YOUR GOAL
Update the material below by changing every "backpack" to "rucksack", and leave everything else unchanged.

(Rows from a dataset)
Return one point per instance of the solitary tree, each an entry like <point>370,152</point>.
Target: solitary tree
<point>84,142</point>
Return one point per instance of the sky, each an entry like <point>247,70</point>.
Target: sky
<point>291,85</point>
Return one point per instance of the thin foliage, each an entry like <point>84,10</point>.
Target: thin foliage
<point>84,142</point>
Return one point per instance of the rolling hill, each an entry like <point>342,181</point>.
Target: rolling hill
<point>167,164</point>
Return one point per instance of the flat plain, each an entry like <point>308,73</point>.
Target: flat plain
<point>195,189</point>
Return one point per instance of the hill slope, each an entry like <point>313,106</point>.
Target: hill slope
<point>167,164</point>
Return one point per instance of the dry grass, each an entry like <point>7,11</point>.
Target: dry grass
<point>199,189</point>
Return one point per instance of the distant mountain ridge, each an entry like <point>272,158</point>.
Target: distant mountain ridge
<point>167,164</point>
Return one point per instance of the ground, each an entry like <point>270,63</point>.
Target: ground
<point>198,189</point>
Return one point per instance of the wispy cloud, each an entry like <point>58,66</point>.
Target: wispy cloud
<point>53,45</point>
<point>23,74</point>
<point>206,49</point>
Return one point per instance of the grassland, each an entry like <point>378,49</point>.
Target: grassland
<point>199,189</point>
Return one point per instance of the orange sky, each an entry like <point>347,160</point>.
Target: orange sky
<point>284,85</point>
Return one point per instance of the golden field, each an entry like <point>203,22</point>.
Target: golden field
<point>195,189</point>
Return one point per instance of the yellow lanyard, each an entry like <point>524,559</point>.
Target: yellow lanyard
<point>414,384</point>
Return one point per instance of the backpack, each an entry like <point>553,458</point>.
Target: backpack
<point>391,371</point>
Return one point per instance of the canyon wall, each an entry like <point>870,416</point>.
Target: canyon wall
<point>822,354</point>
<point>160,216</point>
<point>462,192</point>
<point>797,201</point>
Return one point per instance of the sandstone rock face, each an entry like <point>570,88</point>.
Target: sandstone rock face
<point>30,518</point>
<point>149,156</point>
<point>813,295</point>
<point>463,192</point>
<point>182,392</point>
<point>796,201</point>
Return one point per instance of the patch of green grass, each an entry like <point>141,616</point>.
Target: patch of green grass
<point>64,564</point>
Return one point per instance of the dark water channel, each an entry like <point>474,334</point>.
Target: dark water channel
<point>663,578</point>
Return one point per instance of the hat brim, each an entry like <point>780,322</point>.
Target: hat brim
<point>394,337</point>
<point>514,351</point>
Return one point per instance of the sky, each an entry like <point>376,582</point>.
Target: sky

ANSWER TO THIS PROBLEM
Return one point per instance of the solitary tree, each an entry like <point>370,152</point>.
Target: solitary tree
<point>84,142</point>
Return one point per instance of the sky, each an entry like <point>247,70</point>.
Target: sky
<point>291,85</point>
Return one point per instance of the thin foliage, each an entry like <point>84,10</point>.
Target: thin foliage
<point>84,142</point>
Return one point per instance of the rolling hill, each an entry like <point>342,181</point>.
Target: rolling hill
<point>167,164</point>
Return one point per instance of the flat plain, each an entry like <point>308,73</point>.
Target: flat plain
<point>195,189</point>
Return one point per instance of the hill slope, each an entry like <point>313,106</point>.
Target: hill slope
<point>167,164</point>
Return one point per instance of the dry grass, each an entry like <point>7,11</point>.
Target: dry grass
<point>199,189</point>
Return one point per instance of the distant mountain ridge, each an entry like <point>272,158</point>.
Target: distant mountain ridge
<point>167,164</point>
Return one point per instance of the ground, each an entry like <point>270,63</point>.
Target: ground
<point>198,189</point>
Return one point per instance of the wispy cloud, each an entry like <point>58,66</point>.
Target: wispy cloud
<point>53,45</point>
<point>23,74</point>
<point>206,49</point>
Return one point per instance of the grassland, each an entry like <point>378,49</point>.
Target: grassland
<point>199,189</point>
Return one point per instance of the orange sky, each an entry like <point>347,160</point>.
Target: orange sky
<point>284,85</point>
Return one point per instance of the golden field, each an entry like <point>203,22</point>.
Target: golden field
<point>195,189</point>
Return one point per instance of the yellow lanyard, each an entry like <point>524,559</point>.
Target: yellow lanyard
<point>414,384</point>
Return one point per instance of the rucksack, each an entry like <point>553,458</point>.
Target: rucksack
<point>391,371</point>
Return one point per instance of the canyon wall, each an entry like <point>870,416</point>.
Target: canyon wall
<point>822,354</point>
<point>160,216</point>
<point>462,192</point>
<point>797,201</point>
Return one point per instance of the sandstone rock face, each an entry like <point>570,88</point>.
Target: sandstone rock face
<point>30,518</point>
<point>149,156</point>
<point>813,295</point>
<point>463,192</point>
<point>182,392</point>
<point>796,201</point>
Return one point per instance of the patch of green grass, each an entry like <point>141,616</point>.
Target: patch of green grass
<point>64,564</point>
Return one point per instance of the dark water channel, each an entry like <point>474,334</point>.
Target: dark water channel
<point>663,578</point>
Return one point per instance of the hat brim, each an entry like <point>780,322</point>.
Target: hat brim
<point>394,337</point>
<point>514,351</point>
Return one point per instance of the sky, each an entry like <point>376,582</point>.
Target: sky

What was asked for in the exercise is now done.